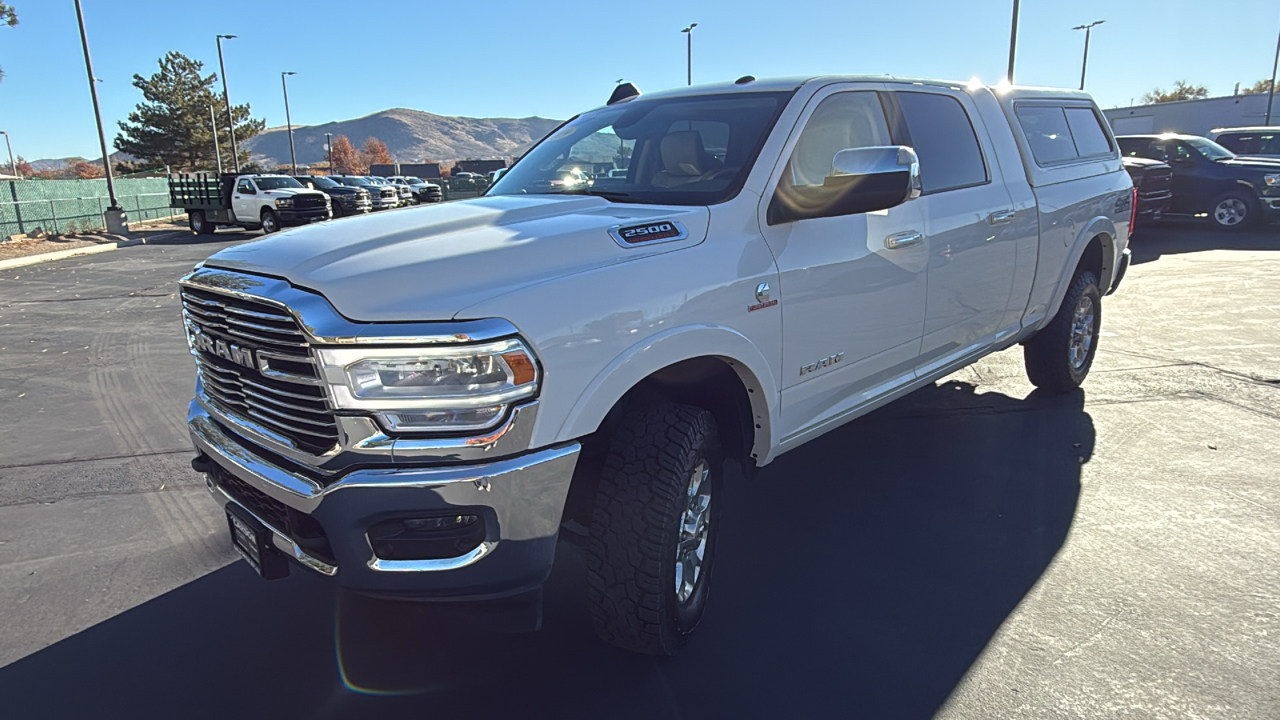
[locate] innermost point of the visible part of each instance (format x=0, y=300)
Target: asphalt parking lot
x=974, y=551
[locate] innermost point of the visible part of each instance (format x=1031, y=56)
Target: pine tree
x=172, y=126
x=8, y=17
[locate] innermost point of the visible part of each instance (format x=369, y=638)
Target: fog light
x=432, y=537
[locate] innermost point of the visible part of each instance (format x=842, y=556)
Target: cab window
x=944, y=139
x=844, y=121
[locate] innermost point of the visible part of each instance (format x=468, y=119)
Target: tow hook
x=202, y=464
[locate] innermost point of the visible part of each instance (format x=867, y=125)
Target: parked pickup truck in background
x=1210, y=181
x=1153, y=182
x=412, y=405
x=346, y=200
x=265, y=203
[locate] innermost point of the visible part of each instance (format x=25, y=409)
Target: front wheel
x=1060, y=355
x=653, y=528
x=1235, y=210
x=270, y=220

==

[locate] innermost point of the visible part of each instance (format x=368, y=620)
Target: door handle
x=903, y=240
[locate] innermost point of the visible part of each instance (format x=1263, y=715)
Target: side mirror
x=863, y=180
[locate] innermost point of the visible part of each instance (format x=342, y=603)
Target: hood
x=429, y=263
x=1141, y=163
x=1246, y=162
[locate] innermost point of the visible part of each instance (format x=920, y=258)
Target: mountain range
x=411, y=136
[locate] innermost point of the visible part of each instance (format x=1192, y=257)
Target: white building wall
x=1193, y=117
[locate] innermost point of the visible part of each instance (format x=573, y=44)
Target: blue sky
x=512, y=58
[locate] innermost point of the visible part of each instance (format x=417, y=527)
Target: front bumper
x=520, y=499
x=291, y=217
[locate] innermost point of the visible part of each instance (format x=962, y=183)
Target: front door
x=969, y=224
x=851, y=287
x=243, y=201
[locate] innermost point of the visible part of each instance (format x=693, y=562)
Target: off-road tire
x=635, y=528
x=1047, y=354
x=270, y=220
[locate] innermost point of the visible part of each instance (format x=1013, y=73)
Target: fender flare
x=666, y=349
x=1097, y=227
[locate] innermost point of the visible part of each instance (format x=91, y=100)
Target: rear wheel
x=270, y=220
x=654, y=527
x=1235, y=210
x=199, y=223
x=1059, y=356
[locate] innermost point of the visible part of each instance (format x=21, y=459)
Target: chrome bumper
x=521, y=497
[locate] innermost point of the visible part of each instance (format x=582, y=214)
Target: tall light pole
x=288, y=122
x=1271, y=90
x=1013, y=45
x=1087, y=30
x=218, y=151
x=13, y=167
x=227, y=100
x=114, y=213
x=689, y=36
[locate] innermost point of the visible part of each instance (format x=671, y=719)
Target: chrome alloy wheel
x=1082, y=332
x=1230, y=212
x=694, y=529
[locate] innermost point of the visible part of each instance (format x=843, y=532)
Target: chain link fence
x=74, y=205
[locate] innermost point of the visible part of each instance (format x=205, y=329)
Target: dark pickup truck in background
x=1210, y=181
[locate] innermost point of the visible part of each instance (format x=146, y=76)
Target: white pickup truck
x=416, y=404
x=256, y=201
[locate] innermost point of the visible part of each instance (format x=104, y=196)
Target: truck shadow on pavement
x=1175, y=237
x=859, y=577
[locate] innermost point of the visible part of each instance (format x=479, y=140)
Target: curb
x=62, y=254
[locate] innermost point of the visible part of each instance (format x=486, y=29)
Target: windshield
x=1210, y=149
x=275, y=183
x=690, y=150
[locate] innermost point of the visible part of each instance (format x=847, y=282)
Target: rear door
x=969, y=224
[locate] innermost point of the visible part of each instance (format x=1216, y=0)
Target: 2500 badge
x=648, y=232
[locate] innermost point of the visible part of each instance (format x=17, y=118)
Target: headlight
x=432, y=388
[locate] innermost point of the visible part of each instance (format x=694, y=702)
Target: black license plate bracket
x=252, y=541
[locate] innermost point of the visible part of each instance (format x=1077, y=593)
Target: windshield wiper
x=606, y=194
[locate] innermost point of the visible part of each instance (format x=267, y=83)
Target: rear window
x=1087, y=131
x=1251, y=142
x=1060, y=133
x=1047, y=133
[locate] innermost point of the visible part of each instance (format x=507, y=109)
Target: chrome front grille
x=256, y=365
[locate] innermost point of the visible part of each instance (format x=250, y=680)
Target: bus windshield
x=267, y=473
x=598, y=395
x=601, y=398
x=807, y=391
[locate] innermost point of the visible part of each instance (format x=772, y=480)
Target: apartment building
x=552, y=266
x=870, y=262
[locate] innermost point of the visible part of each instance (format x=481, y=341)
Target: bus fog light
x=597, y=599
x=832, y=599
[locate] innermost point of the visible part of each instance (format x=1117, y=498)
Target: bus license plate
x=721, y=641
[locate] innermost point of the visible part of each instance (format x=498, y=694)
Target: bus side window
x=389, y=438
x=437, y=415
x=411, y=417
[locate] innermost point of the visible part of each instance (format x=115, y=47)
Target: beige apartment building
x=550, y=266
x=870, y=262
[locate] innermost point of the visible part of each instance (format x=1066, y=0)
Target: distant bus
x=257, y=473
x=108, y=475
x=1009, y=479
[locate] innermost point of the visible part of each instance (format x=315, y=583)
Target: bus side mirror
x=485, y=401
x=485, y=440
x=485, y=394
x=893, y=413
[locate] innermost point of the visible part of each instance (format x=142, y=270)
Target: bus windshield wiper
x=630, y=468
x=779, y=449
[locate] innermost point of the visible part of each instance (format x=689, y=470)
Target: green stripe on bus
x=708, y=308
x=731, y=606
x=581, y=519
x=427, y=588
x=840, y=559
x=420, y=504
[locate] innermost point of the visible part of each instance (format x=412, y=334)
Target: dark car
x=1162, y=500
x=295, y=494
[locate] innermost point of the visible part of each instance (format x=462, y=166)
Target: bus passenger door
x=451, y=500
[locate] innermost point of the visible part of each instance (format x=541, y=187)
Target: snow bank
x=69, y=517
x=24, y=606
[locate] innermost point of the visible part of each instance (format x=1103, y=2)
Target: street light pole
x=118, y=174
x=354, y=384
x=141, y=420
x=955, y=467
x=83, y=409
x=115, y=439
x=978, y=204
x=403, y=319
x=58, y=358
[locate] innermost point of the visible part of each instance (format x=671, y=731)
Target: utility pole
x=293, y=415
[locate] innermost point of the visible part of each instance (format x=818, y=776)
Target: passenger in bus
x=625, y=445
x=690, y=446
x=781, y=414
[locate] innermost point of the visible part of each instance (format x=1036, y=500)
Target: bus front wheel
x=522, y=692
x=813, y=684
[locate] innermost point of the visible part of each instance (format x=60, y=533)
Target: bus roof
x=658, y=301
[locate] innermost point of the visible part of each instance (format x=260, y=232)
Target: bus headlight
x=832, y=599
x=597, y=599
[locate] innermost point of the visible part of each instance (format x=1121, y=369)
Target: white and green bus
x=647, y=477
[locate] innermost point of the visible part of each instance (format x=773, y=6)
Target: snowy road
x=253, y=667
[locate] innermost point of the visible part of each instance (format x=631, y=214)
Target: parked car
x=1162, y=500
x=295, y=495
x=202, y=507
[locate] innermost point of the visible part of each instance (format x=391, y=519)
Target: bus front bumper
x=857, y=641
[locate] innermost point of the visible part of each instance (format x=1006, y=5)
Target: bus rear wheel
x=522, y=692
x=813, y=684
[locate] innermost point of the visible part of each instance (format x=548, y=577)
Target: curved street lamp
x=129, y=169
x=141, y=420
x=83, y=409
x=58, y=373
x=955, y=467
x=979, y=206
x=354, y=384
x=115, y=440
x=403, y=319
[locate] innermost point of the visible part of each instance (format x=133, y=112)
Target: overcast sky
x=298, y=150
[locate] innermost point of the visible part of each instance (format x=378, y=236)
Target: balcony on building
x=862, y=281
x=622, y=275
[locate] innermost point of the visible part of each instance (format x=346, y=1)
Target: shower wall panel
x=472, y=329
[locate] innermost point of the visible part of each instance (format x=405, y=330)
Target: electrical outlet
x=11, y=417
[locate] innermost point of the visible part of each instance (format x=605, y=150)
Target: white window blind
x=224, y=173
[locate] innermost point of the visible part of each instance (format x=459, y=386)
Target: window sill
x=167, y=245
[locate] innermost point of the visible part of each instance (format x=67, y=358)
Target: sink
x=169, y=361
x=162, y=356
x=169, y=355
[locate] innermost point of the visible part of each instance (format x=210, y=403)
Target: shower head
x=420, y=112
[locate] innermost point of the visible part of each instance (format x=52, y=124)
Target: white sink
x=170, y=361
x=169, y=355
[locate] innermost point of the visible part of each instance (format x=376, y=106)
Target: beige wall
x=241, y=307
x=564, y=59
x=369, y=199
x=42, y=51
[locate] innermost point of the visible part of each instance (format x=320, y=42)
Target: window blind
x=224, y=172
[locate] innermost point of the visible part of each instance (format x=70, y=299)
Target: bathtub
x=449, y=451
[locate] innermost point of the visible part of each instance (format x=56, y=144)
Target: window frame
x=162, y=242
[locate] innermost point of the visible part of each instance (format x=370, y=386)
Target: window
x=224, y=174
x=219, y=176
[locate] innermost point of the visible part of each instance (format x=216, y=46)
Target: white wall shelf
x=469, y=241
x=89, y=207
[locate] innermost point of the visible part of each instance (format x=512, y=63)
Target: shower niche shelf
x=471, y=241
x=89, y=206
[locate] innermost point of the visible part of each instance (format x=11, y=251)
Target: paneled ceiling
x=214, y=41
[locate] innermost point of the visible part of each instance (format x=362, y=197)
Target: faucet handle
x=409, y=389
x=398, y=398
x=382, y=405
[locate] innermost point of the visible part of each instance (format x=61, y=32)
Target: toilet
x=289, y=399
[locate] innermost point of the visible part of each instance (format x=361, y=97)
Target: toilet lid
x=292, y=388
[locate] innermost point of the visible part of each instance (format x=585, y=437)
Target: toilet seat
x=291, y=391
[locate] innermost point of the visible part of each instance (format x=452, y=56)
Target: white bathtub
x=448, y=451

---

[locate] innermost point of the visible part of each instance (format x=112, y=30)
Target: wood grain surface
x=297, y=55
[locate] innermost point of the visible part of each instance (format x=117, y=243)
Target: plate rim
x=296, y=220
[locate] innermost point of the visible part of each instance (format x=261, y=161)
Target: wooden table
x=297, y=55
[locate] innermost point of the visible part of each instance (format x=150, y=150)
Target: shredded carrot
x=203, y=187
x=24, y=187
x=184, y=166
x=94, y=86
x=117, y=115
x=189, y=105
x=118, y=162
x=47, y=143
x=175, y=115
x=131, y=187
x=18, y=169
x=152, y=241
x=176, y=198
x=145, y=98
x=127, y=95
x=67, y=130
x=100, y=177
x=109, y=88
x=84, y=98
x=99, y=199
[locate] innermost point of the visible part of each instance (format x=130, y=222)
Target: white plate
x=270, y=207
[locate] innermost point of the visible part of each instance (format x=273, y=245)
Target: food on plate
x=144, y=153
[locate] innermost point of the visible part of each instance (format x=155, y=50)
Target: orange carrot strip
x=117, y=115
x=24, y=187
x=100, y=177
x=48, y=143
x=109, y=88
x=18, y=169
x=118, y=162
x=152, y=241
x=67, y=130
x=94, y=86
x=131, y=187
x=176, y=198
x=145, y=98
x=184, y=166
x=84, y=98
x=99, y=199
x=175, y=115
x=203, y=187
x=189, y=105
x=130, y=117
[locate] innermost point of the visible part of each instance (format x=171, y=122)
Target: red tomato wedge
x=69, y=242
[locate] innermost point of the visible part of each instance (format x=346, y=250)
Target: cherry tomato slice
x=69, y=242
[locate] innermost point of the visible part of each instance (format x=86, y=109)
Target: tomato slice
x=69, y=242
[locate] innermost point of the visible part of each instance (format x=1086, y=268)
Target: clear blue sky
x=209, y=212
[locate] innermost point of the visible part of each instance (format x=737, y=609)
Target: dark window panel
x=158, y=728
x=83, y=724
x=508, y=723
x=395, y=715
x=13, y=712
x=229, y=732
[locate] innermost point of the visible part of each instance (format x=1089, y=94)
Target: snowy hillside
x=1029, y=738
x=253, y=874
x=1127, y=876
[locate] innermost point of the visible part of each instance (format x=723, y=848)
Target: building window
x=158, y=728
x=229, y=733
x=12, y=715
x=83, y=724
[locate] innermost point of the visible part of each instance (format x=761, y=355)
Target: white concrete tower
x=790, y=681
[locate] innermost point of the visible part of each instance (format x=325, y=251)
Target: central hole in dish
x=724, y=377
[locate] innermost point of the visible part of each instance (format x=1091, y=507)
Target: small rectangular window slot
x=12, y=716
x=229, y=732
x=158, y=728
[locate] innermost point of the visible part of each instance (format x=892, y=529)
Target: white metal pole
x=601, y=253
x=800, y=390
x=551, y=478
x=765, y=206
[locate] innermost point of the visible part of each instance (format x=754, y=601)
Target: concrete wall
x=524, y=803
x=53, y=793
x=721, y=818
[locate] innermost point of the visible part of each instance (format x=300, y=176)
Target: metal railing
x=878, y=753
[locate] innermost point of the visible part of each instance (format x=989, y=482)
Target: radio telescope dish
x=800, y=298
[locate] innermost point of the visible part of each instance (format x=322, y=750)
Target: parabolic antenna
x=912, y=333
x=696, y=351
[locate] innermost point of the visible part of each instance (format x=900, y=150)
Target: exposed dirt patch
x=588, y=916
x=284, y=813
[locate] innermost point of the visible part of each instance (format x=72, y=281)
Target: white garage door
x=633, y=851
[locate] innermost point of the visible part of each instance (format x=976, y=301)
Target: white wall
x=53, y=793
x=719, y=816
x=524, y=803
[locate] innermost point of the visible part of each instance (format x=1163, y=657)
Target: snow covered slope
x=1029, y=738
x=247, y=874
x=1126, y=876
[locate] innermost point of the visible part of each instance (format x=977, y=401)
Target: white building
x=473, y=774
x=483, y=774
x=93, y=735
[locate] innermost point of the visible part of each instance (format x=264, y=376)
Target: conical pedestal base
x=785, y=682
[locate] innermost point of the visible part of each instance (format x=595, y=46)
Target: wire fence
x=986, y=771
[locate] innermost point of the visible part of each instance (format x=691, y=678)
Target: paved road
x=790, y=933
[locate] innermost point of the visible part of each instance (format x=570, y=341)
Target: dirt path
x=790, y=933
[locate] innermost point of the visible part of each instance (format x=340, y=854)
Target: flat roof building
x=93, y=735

§ **SHORT EXERCISE**: Can you render the material from the line containing "(format x=694, y=702)" through the line containing "x=606, y=194", both included, as a JSON list of strings, one string per line and blank lines left out?

§ **RESPONSE TO THE EXERCISE**:
[
  "[locate] innermost point of the visible part of each instance (format x=694, y=702)",
  "Target: black license plate bracket",
  "x=252, y=541",
  "[locate] innermost point of the visible part of each instance (format x=1077, y=593)",
  "Target: windshield wiper",
  "x=606, y=194"
]